Problem requirements:
Find every line in the data below that contains the word "Outlines" and copy each of those lines. Count only matches with the same capitalization.

Material for this exercise:

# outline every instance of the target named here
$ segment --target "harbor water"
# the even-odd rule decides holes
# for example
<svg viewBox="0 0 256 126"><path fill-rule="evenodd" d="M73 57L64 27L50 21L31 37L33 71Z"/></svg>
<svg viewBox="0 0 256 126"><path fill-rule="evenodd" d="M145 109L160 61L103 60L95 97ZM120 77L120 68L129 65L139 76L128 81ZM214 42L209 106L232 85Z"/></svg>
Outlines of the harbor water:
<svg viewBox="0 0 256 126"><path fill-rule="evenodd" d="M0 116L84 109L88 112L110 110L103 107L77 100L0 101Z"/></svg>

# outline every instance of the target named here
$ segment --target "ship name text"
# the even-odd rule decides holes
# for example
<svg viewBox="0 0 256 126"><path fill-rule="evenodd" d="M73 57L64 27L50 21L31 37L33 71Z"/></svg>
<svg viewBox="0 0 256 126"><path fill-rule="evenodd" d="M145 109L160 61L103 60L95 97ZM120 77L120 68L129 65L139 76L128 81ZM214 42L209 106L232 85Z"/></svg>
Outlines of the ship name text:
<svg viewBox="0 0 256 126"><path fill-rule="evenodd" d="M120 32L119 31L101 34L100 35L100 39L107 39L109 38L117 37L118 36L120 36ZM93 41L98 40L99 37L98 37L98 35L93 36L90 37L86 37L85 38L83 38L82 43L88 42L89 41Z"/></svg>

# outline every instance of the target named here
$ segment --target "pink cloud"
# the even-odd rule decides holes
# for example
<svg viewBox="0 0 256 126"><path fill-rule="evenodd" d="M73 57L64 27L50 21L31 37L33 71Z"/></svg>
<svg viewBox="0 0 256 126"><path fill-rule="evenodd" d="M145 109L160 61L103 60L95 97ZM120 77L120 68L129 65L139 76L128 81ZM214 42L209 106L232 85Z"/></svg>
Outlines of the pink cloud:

Solution:
Outlines of the harbor water:
Outlines of the ship name text:
Outlines of the pink cloud:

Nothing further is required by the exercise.